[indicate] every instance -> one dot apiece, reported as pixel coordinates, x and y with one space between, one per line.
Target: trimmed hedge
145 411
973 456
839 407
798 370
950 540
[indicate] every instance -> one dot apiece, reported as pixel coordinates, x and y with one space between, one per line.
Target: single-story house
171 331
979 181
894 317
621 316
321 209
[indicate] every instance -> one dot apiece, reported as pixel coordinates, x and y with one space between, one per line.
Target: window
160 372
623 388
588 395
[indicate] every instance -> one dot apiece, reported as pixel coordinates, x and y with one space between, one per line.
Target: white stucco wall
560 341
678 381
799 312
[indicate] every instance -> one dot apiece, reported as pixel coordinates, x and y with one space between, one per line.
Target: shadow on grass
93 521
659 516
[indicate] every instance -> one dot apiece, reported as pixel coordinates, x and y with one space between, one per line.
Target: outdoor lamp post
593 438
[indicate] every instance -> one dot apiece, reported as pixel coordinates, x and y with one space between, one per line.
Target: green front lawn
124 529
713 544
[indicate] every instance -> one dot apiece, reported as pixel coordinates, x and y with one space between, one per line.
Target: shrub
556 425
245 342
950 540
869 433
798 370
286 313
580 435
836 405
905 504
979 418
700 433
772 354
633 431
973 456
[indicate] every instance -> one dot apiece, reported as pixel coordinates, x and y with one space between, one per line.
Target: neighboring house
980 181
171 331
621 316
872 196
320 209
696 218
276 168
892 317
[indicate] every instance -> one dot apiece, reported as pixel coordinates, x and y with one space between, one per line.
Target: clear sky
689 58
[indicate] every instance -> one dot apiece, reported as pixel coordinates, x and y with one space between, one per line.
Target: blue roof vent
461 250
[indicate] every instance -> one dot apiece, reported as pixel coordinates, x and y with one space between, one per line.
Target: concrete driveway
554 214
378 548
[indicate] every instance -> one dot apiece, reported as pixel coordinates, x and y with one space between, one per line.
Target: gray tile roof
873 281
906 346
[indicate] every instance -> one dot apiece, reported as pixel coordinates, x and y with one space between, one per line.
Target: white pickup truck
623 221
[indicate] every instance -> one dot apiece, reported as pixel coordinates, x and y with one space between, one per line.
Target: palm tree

== == ==

## Directions for this task
Reproduce the data exactly, omitting nothing.

## Problem solution
[indicate] every instance -> one dot apiece, reported as pixel coordinates, x and y with one space between, one per line.
Target: trimmed hedge
145 411
973 456
839 407
798 370
950 540
[indicate] every instance -> one dot apiece, reported as pixel coordinates, x and y with one space between, one per line.
Target: single-story house
171 331
979 181
894 317
621 316
321 209
[indicate] every instance -> one dot apiece, reported as pixel coordinates, x and y with one space between, one per line.
Target: window
160 372
623 388
588 395
[indicate] every instance -> one dot apiece, reported as pixel coordinates, x and y with one space between, one per line.
Target: white stucco wall
560 341
678 381
799 312
[indicate] every instance -> one dot apiece, reported as pixel coordinates, x and y with one space between, one per line.
Target: shadow on grass
93 521
659 516
[indicate] every instance -> one dot apiece, reported as pixel coordinates, x and y with one space between, one per line.
Target: outdoor lamp post
593 438
[indicate] every instance -> one dot apiece, reported as pixel coordinates, x and y with one space between, one per line.
Target: green front lawn
124 529
713 544
[indicate] every instance -> one dot apiece, reported as pixel coordinates, x and y with one space between, one per line.
Target: shrub
556 425
245 342
950 540
869 433
798 370
286 313
580 435
836 405
905 504
979 418
700 433
772 354
633 431
973 456
[indicate] every instance -> one dot apiece, reported as pixel coordinates, x and y with one space between, one per line.
Target: neighboring house
980 181
171 331
621 316
872 196
320 209
696 218
276 168
892 317
[indicate] every instance -> one dot apiece, reported as pixel coordinates, x and y with one space between, one per line.
Target: clear sky
689 58
[indicate] every instance -> one dot apiece, reported as pixel coordinates, x and y with one space between, one per line.
Target: blue roof vent
461 250
[indicate] every instance -> one dot apiece, reported as pixel coordinates, x and y with one space between, one per line.
Target: concrete driveway
554 214
378 548
[indicate] every instance -> one dot apiece, reported as pixel coordinates, x and y with one space between, one per line.
Target: gray tile roof
873 281
906 346
[indicate] every instance -> one dot apiece, reported as pixel coordinates, x and y with one space between, one per line.
Target: white pickup truck
623 221
[indicate] every instance -> one dot apiece, reported as pixel coordinates, x and y with one space between, one per line.
Target: palm tree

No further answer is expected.